--- Start of Data shown ---

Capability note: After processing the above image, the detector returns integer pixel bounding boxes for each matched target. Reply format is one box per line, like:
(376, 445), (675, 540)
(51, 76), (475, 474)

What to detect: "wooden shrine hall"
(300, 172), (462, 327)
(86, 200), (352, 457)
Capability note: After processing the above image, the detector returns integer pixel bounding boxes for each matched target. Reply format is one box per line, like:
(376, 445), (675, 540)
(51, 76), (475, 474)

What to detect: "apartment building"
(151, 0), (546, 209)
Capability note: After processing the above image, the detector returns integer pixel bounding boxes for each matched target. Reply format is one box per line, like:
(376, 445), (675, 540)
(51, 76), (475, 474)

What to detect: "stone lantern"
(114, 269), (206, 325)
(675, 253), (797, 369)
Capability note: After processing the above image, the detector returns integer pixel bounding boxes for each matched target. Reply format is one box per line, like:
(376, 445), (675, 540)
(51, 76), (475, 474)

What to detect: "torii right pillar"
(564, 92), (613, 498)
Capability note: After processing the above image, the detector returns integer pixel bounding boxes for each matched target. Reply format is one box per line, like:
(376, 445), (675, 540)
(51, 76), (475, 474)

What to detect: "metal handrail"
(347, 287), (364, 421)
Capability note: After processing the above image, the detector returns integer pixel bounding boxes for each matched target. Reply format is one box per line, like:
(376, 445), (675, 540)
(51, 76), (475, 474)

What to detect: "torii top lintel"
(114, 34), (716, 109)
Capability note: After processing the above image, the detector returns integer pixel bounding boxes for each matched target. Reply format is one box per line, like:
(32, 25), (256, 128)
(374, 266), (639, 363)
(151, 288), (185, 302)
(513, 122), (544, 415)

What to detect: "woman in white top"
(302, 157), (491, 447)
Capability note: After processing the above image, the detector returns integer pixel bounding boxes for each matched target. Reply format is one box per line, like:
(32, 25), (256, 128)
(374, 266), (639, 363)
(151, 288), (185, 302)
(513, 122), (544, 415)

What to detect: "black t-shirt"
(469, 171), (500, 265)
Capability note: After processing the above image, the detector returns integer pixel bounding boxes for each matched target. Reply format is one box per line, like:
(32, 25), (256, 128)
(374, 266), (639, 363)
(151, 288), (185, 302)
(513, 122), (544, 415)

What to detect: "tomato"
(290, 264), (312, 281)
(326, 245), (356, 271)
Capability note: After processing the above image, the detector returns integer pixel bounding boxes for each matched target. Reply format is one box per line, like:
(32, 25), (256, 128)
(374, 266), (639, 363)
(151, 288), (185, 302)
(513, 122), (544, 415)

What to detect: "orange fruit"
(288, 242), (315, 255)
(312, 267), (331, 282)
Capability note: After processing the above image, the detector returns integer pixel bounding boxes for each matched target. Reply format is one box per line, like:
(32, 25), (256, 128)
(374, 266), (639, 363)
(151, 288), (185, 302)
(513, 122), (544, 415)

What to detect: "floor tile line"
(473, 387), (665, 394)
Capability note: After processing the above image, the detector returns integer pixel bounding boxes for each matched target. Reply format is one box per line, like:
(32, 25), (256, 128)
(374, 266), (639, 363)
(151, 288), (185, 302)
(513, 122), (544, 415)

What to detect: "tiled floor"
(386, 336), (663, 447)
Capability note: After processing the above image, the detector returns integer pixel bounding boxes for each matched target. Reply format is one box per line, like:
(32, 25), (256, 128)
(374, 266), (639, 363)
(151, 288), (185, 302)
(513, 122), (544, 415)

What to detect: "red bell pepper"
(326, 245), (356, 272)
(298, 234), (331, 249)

--- End of Data shown ---

> Objective: Could you reproduce all of the material above, replacing every "detector" with "locator" and leaving everything else unchanged?

> Written answer:
Capability note: After processing the above image, the locator returns integer pixel bounding boxes for each matched target. Reply format is one box per line, like:
(376, 445), (675, 540)
(51, 76), (475, 474)

What to detect: "wooden shrine hall"
(300, 172), (462, 327)
(86, 200), (352, 457)
Capability note: After processing the above image, the locator returns integer pixel bounding boxes for each matched target. Reply format is one box per line, like:
(376, 445), (675, 540)
(51, 76), (475, 474)

What to detect: "apartment building"
(151, 0), (546, 209)
Capability note: After processing the above image, the locator returns integer pixel bounding boxes for each matched target. Reply format is one box per line, like:
(376, 445), (675, 540)
(51, 76), (475, 474)

What to detect: "stone lantern"
(114, 269), (206, 325)
(675, 253), (797, 369)
Capability note: After processing the above image, the locator returns integer pixel bounding boxes for each matched target. Reply format is one box per line, like:
(376, 445), (675, 540)
(51, 76), (475, 474)

What to detect: "torii right pillar"
(564, 92), (613, 498)
Capability note: After processing the above image, the locator returns integer pixel bounding boxes for each matched target. Reply format is one box per line, like:
(376, 445), (675, 540)
(51, 76), (475, 474)

What to detect: "metal handrail"
(347, 287), (364, 421)
Capability note: After processing the above image, the locator returns integer pixel bounding boxes for each matched target. Reply format is one box per line, like:
(376, 445), (675, 540)
(51, 76), (475, 474)

What to detect: "torii top lintel"
(114, 34), (716, 109)
Capability note: After processing the above image, the locator returns integer pixel bounding boxes for each matched target. Reply format is one box per line, like:
(32, 25), (256, 128)
(374, 266), (639, 363)
(151, 288), (185, 302)
(513, 122), (544, 415)

What to detect: "woman in white top"
(302, 157), (491, 447)
Capability note: After processing the above image, the locator returns integer pixel bounding boxes for each matched target. Reply format is one box per line, like:
(32, 25), (256, 128)
(374, 266), (639, 363)
(151, 288), (185, 302)
(513, 122), (544, 415)

What to detect: "black t-shirt"
(469, 171), (500, 265)
Capability note: After processing the above image, the locator returns integer pixel bounding boxes for each matched target. Reply format is one box per line, like:
(32, 25), (256, 128)
(374, 266), (639, 363)
(151, 288), (185, 302)
(513, 122), (544, 415)

What to detect: "tomato"
(290, 264), (312, 281)
(326, 245), (356, 271)
Capability note: After processing the above image, the locator returns integer pixel bounding boxes for each matched target. Reply format is one box per line, like:
(32, 25), (256, 128)
(374, 266), (639, 363)
(151, 288), (185, 302)
(513, 122), (544, 415)

What to detect: "orange fruit"
(288, 242), (315, 255)
(312, 267), (331, 282)
Capability note: After processing the above image, the locator returns integer pixel bounding boxes for each matched target. Reply format is one box per line, like:
(32, 25), (256, 128)
(374, 266), (639, 363)
(151, 288), (185, 302)
(513, 122), (544, 415)

What to detect: "floor tile line"
(473, 387), (665, 394)
Capability note: After processing the above image, the locator returns integer pixel bounding boxes for each matched target. Reply format is one box per line, like:
(32, 25), (256, 128)
(374, 266), (639, 363)
(151, 288), (185, 302)
(513, 122), (544, 415)

What to detect: "tiled floor"
(386, 336), (663, 447)
Capability note: After processing the above image, the locator returns integer pixel bounding boxes for each matched target. Reply format is one box per line, like:
(32, 25), (256, 128)
(374, 266), (639, 363)
(151, 288), (185, 302)
(513, 122), (544, 415)

What to detect: "red bell pepper"
(326, 245), (356, 272)
(298, 234), (331, 249)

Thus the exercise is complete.